┌─ GIVEN DATA
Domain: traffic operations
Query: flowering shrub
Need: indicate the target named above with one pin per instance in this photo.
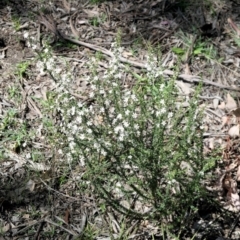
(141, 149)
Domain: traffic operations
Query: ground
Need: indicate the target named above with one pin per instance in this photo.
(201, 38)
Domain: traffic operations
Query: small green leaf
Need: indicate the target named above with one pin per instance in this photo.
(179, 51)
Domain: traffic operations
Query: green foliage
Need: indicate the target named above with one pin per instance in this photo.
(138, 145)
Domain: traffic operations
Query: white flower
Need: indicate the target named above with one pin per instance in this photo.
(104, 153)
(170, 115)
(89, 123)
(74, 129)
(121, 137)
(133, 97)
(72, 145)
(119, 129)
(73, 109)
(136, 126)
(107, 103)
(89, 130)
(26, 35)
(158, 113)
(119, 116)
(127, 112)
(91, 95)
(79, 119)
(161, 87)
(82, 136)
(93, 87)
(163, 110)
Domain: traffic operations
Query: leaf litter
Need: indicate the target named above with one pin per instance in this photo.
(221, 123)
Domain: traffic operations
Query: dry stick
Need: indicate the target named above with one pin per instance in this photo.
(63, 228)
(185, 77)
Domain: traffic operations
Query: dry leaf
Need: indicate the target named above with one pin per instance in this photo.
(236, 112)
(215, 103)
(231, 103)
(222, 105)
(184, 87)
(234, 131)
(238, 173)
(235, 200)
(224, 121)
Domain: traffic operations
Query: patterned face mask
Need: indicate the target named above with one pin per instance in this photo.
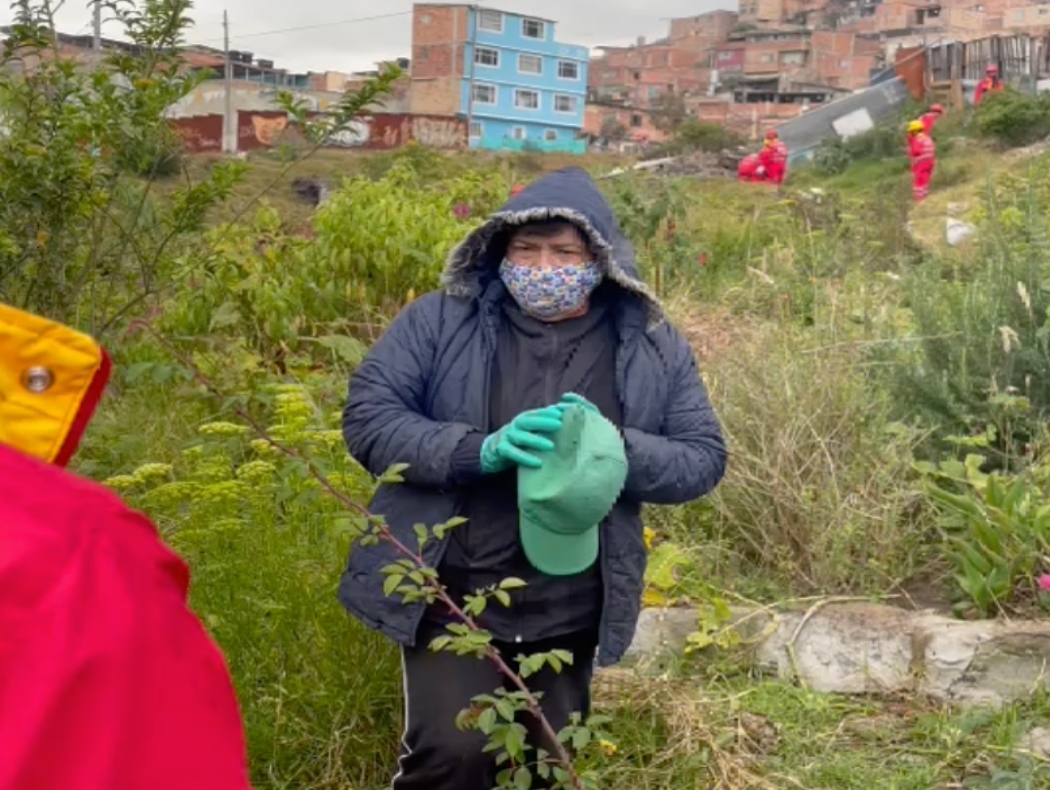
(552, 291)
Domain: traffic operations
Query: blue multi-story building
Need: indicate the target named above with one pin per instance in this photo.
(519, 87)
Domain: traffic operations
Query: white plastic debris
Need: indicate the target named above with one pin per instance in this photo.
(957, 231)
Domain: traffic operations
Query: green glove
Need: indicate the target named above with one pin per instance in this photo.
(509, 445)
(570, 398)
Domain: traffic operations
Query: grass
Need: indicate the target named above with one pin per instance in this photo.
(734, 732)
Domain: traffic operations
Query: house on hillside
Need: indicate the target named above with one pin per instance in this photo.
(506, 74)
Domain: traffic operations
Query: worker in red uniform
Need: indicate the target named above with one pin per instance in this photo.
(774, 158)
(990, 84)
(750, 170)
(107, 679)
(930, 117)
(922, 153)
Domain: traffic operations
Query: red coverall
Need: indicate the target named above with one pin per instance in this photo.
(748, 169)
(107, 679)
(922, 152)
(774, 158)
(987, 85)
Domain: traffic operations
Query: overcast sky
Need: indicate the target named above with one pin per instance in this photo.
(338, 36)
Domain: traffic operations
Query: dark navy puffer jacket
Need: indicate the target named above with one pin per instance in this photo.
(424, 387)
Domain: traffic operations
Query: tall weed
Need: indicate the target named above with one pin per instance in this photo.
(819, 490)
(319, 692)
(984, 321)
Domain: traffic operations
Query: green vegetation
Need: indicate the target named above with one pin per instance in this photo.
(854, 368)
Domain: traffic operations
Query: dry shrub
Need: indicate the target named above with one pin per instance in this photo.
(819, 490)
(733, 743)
└─
_TO DO_: Return exactly the lines of the material above, starting at the line containing "Query: leaf litter" and finishing at the line containing "Query: grass", without any pictures.

_REPLY_:
Query: leaf litter
Need: indicate the target named above with one pin per instance in this photo.
(221, 123)
Domain: traffic operations
Query: dry stick
Need: indicate the target named above with one pin per instance in this photo.
(63, 228)
(185, 77)
Domain: traffic operations
Query: dry leaf
Need: indicate the target named above with one pin per instance in this photo.
(236, 112)
(215, 103)
(231, 103)
(222, 105)
(184, 87)
(234, 131)
(238, 173)
(235, 200)
(224, 121)
Domain: traffic operations
Query: patterned face mask
Need: indicate the target named above with one pin per instance in this photo.
(552, 291)
Domain: traffic operations
Query: blue multi-story building
Need: indicate the target named above with one pin per instance in this photo.
(519, 87)
Domain: traffic operations
Query: white plastic debris
Need: indicate the target named above with one pin per instance in this photo.
(957, 231)
Domain: traffic operations
Query: green glove
Need: indicate the target named above with one pin per instance in this photo.
(509, 445)
(570, 398)
Domain: traffic operations
Query: grass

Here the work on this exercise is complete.